> **Text section**:
********

Although the fibrinogen adsorption rate of thiophene–2–ethylamine was high, low fibrinogen adsorption by thienyl–alanine, which is thiophene–2–ethylamine with a carboxyl group, was observed.

Thus, the adsorption of fibrinogen seems to be controlled when carboxylic acid is on the surface of the adsorbent, probably because the pKa of fibrinogen in the plasma is more acidic side than that of the other proteins (i.e., Alb, IgG, and IgM).

In contrast, the higher preference of tryptophan for fibrinogen is thought to arise from tryptophan´s bulky indole ring because the hydrophobic interaction and electrostatic interaction between the indole ring and fibrinogen are stronger than the interaction between carboxylic acid and fibrinogen.

********

> **What you are asked to do**: From the passage on fibrinogen adsorption, output the span word for word, beginning at the words "Although the fibrinogen" and stopping after the words "group, was observed.".

> **Data excerpts**:
********

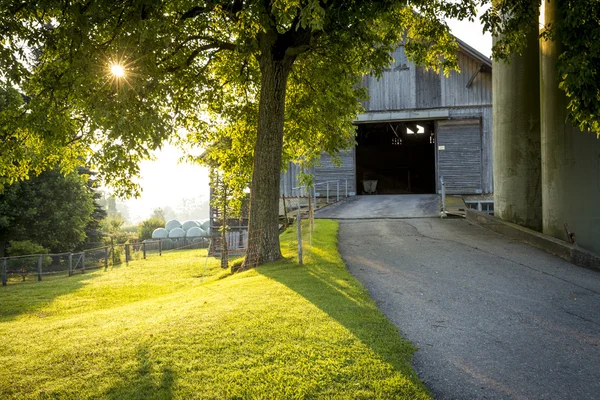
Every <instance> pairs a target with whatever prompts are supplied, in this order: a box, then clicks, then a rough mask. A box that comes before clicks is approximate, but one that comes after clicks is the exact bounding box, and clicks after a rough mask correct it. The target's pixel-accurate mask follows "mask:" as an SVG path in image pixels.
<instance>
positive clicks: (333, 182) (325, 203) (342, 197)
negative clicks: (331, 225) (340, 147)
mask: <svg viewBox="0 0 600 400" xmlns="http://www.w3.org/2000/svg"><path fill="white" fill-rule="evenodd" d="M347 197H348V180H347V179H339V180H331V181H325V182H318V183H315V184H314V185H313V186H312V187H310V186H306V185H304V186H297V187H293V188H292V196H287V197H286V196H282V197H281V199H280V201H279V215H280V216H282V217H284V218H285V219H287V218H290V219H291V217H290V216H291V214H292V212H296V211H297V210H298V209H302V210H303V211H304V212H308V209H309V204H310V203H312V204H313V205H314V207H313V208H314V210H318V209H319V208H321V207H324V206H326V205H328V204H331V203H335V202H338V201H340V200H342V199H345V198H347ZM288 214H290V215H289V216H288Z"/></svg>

********

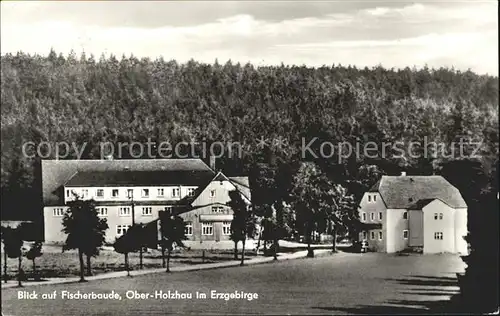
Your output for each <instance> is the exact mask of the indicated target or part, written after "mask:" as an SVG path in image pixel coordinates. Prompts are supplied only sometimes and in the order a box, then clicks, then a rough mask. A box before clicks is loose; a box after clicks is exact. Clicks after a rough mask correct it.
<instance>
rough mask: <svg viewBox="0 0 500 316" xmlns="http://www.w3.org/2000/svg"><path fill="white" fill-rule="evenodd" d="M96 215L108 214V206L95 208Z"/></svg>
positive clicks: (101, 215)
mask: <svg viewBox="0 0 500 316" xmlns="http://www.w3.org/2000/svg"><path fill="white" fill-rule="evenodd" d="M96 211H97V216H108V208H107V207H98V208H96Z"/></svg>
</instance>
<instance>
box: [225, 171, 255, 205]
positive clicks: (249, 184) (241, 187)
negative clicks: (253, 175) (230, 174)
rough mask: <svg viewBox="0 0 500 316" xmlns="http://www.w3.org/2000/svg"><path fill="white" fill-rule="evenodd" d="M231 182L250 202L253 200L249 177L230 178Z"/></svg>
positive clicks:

********

> **Answer to this task**:
Although the fibrinogen adsorption rate of thiophene–2–ethylamine was high, low fibrinogen adsorption by thienyl–alanine, which is thiophene–2–ethylamine with a carboxyl group, was observed.